> [Brief 1]:
In the Hartley biography, switch "parish school" to "parochial school", then write out the part that opens with "Hartley attended the" and closes with "Niagara, New York.".
> [Brief 2]:
Answer these questions from the Hartley biography:
(a) In what city and state was Hartley born?
(b) What did his father keep on West Maple Street?
(c) Which seminary did Hartley attend in Niagara, New York?

> [Document text]:
American Catholic bishop

James Joseph Hartley (June 26, 1858 – January 12, 1944) was an American prelate of the Roman Catholic Church. He served as the fourth bishop of the Diocese of Columbus in Ohio from 1904 until his death in 1944. His was the longest episcopate in the diocese's history.

==Biography==

=== Early life ===
The eldest of six children, James Hartley was born on June 26, 1858, in Davenport, Iowa, to Irish immigrants Edward Hartley and Catherine McManus Hartley. Shortly after his birth, Hartley and his family moved to Columbus, Ohio, where his parents had been married at St. Patrick Parish. His father kept a saloon on West Maple Street, and the family lived upstairs. His father also worked as a Columbus police officer for many years.

Hartley attended the parish school at St. Patrick, then entered St. Aloysius Seminary in Columbus. When that seminary closed, he attended Mount St. Mary's Seminary of the West in Norwood, Ohio, then Our Lady of Angels Seminary in Niagara, New York.

Dataset entries

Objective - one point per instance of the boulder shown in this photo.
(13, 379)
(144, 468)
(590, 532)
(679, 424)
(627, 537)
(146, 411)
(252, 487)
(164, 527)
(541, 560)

> [Answer area 1]:
Hartley attended the parochial school at St. Patrick, then entered St. Aloysius Seminary in Columbus. When that seminary closed, he attended Mount St. Mary's Seminary of the West in Norwood, Ohio, then Our Lady of Angels Seminary in Niagara, New York.

> [Answer area 2]:
(a) Davenport, Iowa
(b) A saloon
(c) Our Lady of Angels Seminary